* _SUPPLIED TEXT_:
# War of 1812 Bicentennial Essential Reading List



## GR66 (22 Feb 2012)

With this year marking the Bicentennial of the War of 1812, I was wanting to brush up on my knowledge of the subject.  Not having read anything very recent (published within the last 15-20 years likely), I'm looking for book recommendations from those knowledgeable on the subject.   I'll be honest in stating that I'm unlikely to read more than 2 or 3 books on the subject and not likely to dig too deeply for particularly hard to find titles.

I'd love to hear your recommendations for at least one solid general history/overview of the War and maybe one or two other books (could be on any specific topic/campaign/battle/individual) that you found particularly interesting or insightful.  

Thanks in advance!


----------



## dangerboy (22 Feb 2012)

I recommend the book "For Honour's Sake" by Mark Zuehlke.  It was an informative book on the subject, unfortunately it is the only book I have read on the war so I have nothing to compare it to.  Here is the link to it http://www.zuehlke.ca/Military-Heritage/for-honours-sake


----------



## jeffb (22 Feb 2012)

I see you are at Borden... This weekend there is a symposium being held at the University of Guelph that I am going to. Apparently there are over 300 people going and it's a variety of topics on the bicentennial of the war of 1812. 

http://livinghistoryconference.com/


----------



## dapaterson (22 Feb 2012)

For a quick audio synopsis, the following link may be of use.

http://www.deadtroll.com/1812/index.html


----------



## aesop081 (22 Feb 2012)

GR66 said:
			
		

> hard to find titles.



Wow...i read that part way too fast the first time.


----------



## cphansen (22 Feb 2012)

You might try reading Fix Bayonets!: A Royal Welch Fusilier at War, 1796-1815

It covers a bit more than just the war of 1812 in telling the story Of General Pearson. It touches on the Peninsular campaign. The general rose from the rank of Major to becpning the Brigade commander because he was the only officer above the rank of Captain who was still on his feet.

* _DATASET EXCERPTS_:
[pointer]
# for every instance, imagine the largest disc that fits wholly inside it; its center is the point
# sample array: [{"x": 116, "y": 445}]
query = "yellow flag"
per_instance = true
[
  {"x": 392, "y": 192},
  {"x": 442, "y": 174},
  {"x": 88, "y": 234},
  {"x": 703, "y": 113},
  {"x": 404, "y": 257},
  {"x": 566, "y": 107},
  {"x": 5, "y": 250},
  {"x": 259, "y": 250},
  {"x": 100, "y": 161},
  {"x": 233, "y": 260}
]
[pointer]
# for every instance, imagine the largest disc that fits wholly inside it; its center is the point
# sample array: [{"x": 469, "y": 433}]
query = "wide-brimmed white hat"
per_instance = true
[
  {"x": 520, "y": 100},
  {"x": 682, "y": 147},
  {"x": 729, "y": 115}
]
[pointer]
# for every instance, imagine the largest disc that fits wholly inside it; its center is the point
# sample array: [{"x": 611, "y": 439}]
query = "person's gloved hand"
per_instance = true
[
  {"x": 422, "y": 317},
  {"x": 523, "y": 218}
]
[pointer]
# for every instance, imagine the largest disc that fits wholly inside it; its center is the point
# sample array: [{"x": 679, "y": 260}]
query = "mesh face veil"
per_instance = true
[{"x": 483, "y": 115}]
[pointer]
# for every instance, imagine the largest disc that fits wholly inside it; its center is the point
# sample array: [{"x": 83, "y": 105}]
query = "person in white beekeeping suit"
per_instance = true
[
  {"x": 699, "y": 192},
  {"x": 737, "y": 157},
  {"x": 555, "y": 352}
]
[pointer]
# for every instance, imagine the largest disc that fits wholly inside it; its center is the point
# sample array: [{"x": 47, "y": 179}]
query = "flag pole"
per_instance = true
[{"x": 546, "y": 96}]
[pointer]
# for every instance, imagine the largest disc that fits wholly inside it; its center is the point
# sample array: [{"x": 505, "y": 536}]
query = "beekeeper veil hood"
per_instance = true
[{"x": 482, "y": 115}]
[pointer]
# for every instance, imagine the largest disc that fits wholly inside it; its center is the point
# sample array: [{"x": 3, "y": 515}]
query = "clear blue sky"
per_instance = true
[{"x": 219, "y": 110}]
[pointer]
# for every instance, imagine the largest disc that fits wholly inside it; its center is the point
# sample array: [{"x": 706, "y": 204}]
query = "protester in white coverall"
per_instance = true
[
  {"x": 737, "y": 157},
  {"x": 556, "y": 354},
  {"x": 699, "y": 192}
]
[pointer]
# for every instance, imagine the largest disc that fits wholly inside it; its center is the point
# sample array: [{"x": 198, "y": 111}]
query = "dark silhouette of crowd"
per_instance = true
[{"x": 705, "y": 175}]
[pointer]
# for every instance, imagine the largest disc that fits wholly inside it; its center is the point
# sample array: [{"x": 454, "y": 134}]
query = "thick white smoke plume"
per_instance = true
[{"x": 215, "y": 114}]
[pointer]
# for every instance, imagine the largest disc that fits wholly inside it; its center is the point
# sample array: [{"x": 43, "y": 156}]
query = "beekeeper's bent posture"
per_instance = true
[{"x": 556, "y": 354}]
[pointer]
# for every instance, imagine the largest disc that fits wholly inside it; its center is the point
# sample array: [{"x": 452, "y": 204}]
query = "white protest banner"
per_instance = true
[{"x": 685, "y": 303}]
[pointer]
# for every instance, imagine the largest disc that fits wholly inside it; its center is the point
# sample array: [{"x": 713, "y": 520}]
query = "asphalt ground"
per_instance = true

* _WHAT NEEDS TO BE DONE_:
Reproduce verbatim the passage of the War of 1812 reading list thread from "I recommend the" up to and including "war of 1812.".

* _EXPECTED ANSWER_:
I recommend the book "For Honour's Sake" by Mark Zuehlke.  It was an informative book on the subject, unfortunately it is the only book I have read on the war so I have nothing to compare it to.  Here is the link to it http://www.zuehlke.ca/Military-Heritage/for-honours-sake


----------



## jeffb (22 Feb 2012)

I see you are at Borden... This weekend there is a symposium being held at the University of Guelph that I am going to. Apparently there are over 300 people going and it's a variety of topics on the bicentennial of the war of 1812.